**** Text under study ****
Monument and park in New Jersey, U.S.

The Camp Merritt Memorial Monument is dedicated to the soldiers who passed through Camp Merritt, New Jersey on their way to fight in Europe in World War I, especially the 578 people - 15 officers, 573 enlisted men, four nurses and one civilian - who died at the camp due to the worldwide influenza epidemic of 1918, whose names are inscribed at the base of the monument. The memorial is located at the center of the traffic circle on the borders of Cresskill and Dumont in Bergen County, New Jersey, at the intersection of Madison Avenue and Knickerbocker Road (CR 505). Camp Merritt was a major embarkation camp which processed more than a million soldiers, and the monument marks its center. Bergen County purchased the property for the site of the monument in 1919.
****
What the task requires:
According to the text on the Camp Merritt Memorial Monument, at which intersection does the memorial stand?
**** Material shown ****
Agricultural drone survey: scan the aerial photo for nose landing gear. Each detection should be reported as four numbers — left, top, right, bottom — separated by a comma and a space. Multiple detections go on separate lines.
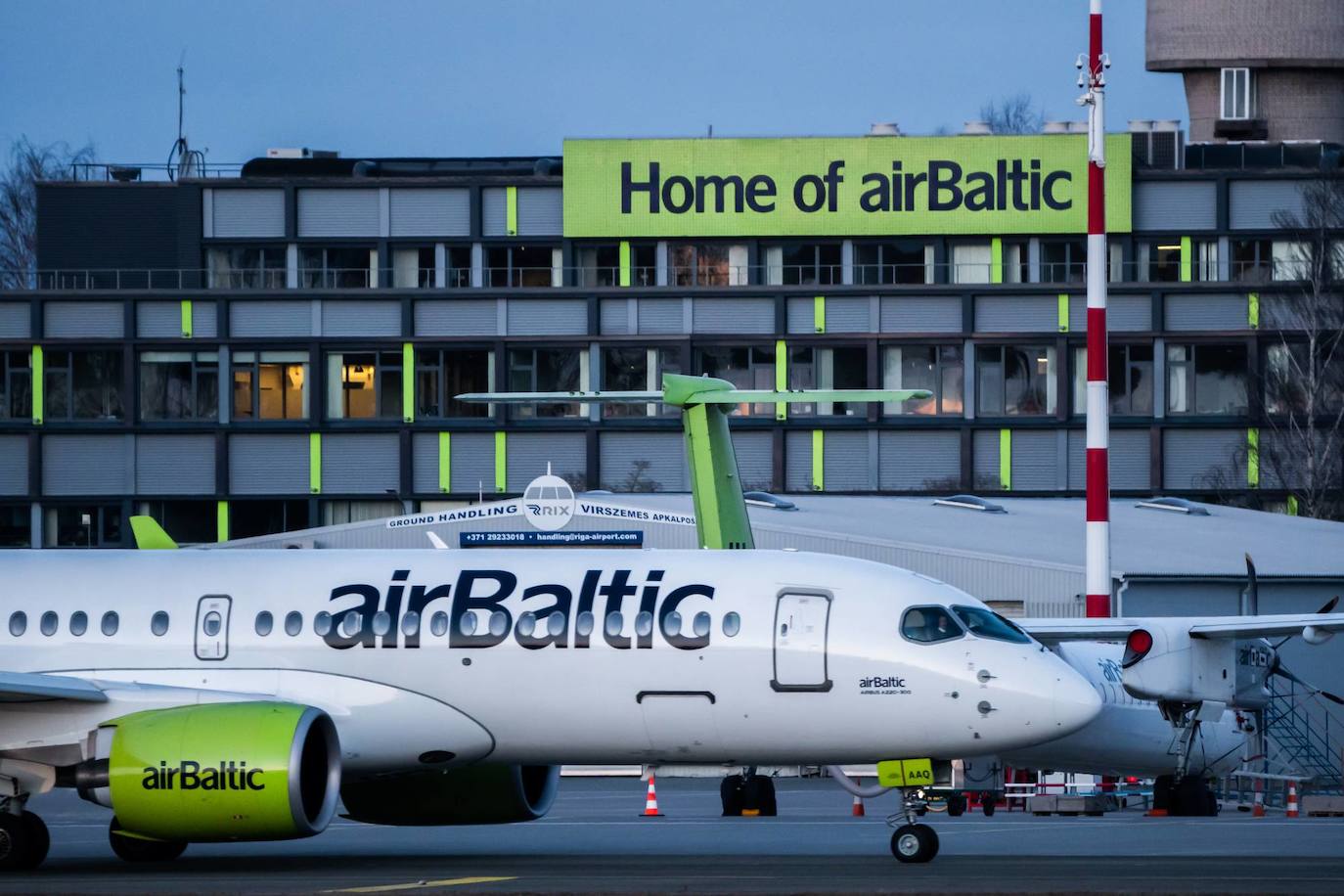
887, 787, 938, 864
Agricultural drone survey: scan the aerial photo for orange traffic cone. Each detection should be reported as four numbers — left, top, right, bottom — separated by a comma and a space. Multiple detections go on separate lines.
640, 773, 662, 818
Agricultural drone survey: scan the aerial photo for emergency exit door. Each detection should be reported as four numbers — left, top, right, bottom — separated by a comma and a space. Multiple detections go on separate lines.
197, 594, 233, 659
770, 593, 830, 691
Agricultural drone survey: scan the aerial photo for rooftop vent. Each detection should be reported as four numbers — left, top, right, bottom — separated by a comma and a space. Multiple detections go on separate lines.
933, 494, 1008, 514
1135, 498, 1208, 515
741, 492, 798, 511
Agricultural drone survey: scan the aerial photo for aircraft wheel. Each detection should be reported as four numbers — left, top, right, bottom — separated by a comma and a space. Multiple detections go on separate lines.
108, 817, 187, 863
891, 825, 938, 864
19, 811, 51, 871
0, 811, 32, 871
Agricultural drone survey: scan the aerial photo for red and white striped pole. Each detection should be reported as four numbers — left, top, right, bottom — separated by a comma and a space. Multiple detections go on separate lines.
1083, 0, 1110, 616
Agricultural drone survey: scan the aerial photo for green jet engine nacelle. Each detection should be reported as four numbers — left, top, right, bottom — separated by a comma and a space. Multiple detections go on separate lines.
79, 701, 340, 842
457, 374, 933, 550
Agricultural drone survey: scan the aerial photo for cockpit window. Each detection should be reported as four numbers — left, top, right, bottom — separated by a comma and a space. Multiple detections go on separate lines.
952, 605, 1031, 644
901, 607, 965, 644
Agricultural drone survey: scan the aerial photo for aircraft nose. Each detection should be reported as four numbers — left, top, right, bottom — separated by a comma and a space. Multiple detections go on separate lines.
1053, 663, 1100, 737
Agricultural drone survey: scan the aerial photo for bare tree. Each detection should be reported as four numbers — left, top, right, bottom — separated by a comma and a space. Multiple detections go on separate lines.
980, 93, 1046, 134
1257, 176, 1344, 518
0, 137, 94, 289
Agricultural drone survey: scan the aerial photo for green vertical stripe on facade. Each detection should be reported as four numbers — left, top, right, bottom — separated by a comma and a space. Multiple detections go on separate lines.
999, 429, 1012, 492
308, 432, 323, 494
402, 342, 416, 424
812, 429, 827, 492
438, 432, 453, 494
1246, 427, 1259, 489
28, 345, 47, 426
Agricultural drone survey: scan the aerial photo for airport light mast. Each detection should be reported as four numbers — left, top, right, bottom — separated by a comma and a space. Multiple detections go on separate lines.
1078, 0, 1110, 616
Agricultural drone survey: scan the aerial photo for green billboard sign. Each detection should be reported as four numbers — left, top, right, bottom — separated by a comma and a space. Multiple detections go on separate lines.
564, 134, 1131, 238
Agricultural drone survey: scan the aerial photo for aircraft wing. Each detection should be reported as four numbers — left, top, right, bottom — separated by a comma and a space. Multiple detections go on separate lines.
1013, 612, 1344, 644
0, 670, 108, 704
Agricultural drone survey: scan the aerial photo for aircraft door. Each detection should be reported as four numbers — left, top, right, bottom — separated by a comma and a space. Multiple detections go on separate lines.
770, 591, 830, 691
197, 594, 233, 659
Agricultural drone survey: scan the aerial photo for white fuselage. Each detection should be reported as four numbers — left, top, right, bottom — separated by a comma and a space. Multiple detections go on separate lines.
0, 550, 1099, 774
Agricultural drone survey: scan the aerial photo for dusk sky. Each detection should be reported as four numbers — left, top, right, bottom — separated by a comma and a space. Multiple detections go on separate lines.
8, 0, 1187, 162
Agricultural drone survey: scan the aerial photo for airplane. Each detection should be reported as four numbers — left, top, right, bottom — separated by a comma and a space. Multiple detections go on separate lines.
0, 377, 1100, 871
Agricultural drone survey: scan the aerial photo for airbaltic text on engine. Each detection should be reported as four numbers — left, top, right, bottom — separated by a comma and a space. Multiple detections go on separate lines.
323, 569, 714, 650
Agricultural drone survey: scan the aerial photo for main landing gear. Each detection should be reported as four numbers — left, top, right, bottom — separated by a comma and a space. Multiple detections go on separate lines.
887, 787, 938, 864
0, 798, 51, 872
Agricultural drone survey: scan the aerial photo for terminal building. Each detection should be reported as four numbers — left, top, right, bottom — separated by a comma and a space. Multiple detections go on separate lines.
0, 0, 1344, 548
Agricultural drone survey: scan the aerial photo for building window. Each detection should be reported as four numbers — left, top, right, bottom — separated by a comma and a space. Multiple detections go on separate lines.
603, 346, 683, 417
140, 352, 219, 421
136, 501, 219, 544
1040, 239, 1091, 284
43, 350, 122, 421
485, 246, 560, 288
668, 244, 750, 287
327, 352, 402, 421
1222, 68, 1255, 121
0, 352, 32, 421
694, 344, 774, 415
205, 246, 285, 289
1167, 344, 1247, 415
416, 348, 495, 418
853, 239, 933, 287
789, 345, 869, 417
574, 244, 657, 287
881, 345, 965, 417
298, 246, 378, 289
1074, 345, 1153, 417
508, 348, 587, 421
0, 504, 32, 548
42, 504, 121, 548
392, 246, 435, 289
765, 244, 844, 287
233, 352, 308, 421
976, 345, 1056, 417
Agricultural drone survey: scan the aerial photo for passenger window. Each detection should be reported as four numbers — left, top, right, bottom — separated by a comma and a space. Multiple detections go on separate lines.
952, 605, 1031, 644
901, 607, 965, 644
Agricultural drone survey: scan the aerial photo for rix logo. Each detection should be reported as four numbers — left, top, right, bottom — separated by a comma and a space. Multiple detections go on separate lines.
140, 759, 266, 790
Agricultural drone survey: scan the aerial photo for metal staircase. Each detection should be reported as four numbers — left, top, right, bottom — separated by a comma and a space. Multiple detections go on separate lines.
1265, 676, 1344, 794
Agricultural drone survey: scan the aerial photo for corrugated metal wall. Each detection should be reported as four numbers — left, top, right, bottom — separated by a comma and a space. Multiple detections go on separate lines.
209, 187, 285, 239
1132, 180, 1218, 234
298, 188, 379, 237
389, 187, 471, 237
43, 302, 126, 338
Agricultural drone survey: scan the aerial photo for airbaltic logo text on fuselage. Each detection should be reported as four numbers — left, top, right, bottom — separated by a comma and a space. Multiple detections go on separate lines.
323, 569, 714, 650
140, 759, 266, 790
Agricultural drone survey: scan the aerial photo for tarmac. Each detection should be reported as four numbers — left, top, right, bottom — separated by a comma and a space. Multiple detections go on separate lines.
0, 778, 1344, 895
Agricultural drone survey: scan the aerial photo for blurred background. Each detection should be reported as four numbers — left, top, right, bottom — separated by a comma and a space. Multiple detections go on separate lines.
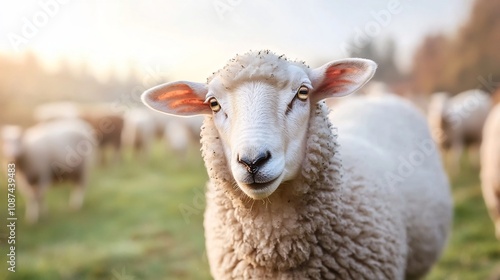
****
Written solution:
Madison Avenue and Knickerbocker Road (CR 505)